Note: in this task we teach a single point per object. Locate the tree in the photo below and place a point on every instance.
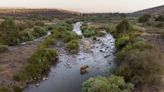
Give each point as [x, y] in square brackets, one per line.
[110, 84]
[145, 18]
[9, 32]
[159, 18]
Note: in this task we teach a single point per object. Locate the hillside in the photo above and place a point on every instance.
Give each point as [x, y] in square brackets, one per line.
[27, 12]
[154, 11]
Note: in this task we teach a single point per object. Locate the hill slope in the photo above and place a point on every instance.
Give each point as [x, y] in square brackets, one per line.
[155, 11]
[26, 12]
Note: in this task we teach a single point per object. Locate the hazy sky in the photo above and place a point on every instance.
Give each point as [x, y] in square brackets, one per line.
[85, 5]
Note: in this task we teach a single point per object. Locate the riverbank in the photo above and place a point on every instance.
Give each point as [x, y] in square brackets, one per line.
[97, 54]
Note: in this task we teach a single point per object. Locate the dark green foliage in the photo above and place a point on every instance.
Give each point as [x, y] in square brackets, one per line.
[69, 35]
[38, 32]
[145, 18]
[160, 25]
[122, 41]
[73, 46]
[29, 23]
[123, 28]
[57, 34]
[89, 32]
[4, 89]
[100, 33]
[160, 18]
[9, 32]
[110, 84]
[69, 21]
[39, 62]
[47, 42]
[140, 67]
[26, 35]
[39, 23]
[63, 27]
[137, 61]
[3, 48]
[17, 89]
[21, 25]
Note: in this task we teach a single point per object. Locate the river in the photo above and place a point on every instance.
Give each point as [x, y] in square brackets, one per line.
[65, 76]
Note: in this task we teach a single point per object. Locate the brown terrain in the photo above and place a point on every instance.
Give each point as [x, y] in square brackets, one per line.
[153, 11]
[153, 36]
[13, 61]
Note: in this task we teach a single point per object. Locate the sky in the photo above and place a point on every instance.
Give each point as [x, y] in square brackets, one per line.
[85, 5]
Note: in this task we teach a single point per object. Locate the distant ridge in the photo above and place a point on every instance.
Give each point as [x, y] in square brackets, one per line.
[153, 11]
[27, 12]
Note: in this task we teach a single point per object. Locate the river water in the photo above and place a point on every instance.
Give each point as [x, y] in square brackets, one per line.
[65, 76]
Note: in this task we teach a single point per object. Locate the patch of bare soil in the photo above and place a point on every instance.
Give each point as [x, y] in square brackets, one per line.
[13, 61]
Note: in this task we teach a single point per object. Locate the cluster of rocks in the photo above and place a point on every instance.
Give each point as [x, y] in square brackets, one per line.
[105, 45]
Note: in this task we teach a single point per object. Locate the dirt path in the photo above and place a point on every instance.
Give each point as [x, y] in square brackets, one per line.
[13, 61]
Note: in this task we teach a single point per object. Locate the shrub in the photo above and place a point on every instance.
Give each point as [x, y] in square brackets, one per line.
[144, 18]
[73, 46]
[122, 41]
[26, 35]
[160, 25]
[39, 23]
[57, 34]
[17, 89]
[110, 84]
[63, 27]
[140, 67]
[29, 23]
[89, 32]
[39, 62]
[4, 89]
[100, 33]
[3, 48]
[9, 32]
[123, 28]
[160, 18]
[69, 35]
[38, 32]
[137, 61]
[47, 42]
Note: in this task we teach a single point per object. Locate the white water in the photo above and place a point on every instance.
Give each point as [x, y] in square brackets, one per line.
[66, 77]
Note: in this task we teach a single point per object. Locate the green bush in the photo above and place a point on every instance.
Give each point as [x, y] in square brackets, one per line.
[160, 18]
[123, 28]
[39, 62]
[26, 35]
[69, 35]
[4, 89]
[140, 67]
[3, 48]
[73, 46]
[38, 32]
[9, 32]
[110, 84]
[89, 32]
[57, 34]
[17, 89]
[100, 33]
[47, 42]
[144, 18]
[39, 23]
[63, 27]
[137, 61]
[122, 41]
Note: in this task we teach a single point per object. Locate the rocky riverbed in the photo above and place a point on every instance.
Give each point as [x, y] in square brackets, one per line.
[97, 54]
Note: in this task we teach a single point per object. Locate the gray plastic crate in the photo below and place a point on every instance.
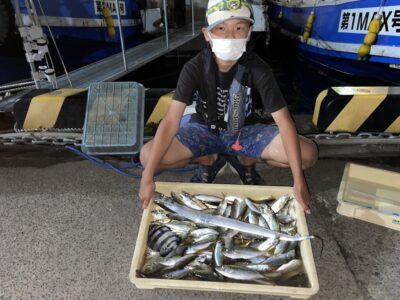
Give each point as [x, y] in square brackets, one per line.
[114, 118]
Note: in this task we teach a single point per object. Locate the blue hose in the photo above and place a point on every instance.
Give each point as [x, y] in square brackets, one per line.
[119, 170]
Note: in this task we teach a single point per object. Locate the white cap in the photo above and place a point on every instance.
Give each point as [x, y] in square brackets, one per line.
[218, 11]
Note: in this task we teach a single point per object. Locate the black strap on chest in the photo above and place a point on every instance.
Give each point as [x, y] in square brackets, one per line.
[209, 84]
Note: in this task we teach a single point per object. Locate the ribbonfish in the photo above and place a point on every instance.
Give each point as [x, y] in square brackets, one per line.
[216, 220]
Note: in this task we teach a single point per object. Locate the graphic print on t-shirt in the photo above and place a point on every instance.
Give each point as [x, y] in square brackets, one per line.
[221, 101]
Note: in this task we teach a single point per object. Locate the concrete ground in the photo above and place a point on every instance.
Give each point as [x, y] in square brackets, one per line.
[68, 231]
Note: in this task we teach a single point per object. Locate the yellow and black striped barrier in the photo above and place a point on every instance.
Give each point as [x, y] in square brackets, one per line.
[358, 109]
[63, 108]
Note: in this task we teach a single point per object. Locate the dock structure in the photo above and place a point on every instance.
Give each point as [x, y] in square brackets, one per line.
[111, 68]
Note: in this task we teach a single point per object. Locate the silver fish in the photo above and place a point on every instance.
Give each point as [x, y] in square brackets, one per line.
[242, 253]
[266, 245]
[263, 223]
[218, 254]
[177, 274]
[206, 238]
[231, 198]
[280, 259]
[177, 261]
[197, 247]
[159, 214]
[180, 226]
[239, 207]
[251, 205]
[203, 231]
[222, 207]
[191, 202]
[253, 218]
[239, 273]
[208, 198]
[280, 203]
[227, 211]
[198, 216]
[259, 267]
[269, 216]
[281, 247]
[152, 265]
[292, 268]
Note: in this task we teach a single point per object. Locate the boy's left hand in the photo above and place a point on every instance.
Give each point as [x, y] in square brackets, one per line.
[302, 195]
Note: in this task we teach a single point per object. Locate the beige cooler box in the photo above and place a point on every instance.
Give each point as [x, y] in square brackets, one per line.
[371, 195]
[254, 192]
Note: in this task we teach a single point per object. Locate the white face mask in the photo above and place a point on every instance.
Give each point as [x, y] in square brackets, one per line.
[228, 49]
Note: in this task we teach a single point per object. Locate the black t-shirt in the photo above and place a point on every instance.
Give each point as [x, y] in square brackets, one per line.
[262, 81]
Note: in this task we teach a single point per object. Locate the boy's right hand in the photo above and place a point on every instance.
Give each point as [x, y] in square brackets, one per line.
[146, 191]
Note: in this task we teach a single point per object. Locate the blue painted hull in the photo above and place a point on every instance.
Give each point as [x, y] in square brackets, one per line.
[80, 32]
[339, 29]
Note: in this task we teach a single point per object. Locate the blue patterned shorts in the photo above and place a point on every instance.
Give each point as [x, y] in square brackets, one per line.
[202, 141]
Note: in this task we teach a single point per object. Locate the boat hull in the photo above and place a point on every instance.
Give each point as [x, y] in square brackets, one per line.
[338, 31]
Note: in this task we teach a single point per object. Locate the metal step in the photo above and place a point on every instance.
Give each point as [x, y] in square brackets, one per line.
[112, 68]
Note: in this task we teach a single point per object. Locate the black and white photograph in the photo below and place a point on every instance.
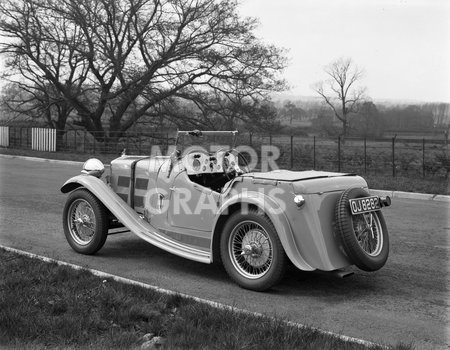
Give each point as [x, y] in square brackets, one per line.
[225, 174]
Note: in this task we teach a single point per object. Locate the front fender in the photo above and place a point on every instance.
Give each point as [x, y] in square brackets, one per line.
[129, 218]
[275, 213]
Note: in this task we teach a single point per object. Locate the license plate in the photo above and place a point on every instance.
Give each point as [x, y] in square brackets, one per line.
[364, 205]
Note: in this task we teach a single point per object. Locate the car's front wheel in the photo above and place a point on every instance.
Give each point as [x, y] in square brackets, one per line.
[251, 251]
[85, 222]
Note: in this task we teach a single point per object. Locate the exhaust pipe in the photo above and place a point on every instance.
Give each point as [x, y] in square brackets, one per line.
[385, 201]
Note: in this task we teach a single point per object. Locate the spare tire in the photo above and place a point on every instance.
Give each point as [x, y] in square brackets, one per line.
[364, 236]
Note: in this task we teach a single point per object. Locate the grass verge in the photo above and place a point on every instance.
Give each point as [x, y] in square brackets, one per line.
[44, 305]
[389, 183]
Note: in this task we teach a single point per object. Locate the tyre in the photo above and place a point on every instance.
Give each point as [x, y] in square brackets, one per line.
[85, 222]
[364, 236]
[251, 251]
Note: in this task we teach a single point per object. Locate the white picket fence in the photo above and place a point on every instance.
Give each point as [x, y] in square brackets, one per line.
[43, 139]
[4, 136]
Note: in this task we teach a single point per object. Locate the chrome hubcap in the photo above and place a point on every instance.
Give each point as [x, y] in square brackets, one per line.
[368, 232]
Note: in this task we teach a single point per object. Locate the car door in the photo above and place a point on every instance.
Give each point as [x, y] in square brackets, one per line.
[191, 206]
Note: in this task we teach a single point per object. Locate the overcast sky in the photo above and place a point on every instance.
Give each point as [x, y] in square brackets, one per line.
[402, 45]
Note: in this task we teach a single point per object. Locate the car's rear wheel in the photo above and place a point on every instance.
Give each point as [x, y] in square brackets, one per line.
[251, 251]
[85, 222]
[364, 236]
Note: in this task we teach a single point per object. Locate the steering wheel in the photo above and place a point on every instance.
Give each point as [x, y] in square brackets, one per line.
[230, 163]
[196, 161]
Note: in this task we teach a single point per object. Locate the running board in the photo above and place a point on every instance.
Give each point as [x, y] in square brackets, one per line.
[132, 220]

============================================================

ACTIVITY: From the line containing "Locate the steering" through the final line of the listing above, retype every line exactly; leave out everything else.

ANSWER SECTION:
Note: in this task we teach a single point per object. Locate the steering wheel in the photo above and place a point on every instance.
Give each point as [x, y] in square brackets, one per line.
[230, 163]
[196, 161]
Note: in this task we teach a single point per object. Locate the running board in the photo above and place a point on every instance.
Give each point as [x, y] in square brackets, one per line.
[132, 220]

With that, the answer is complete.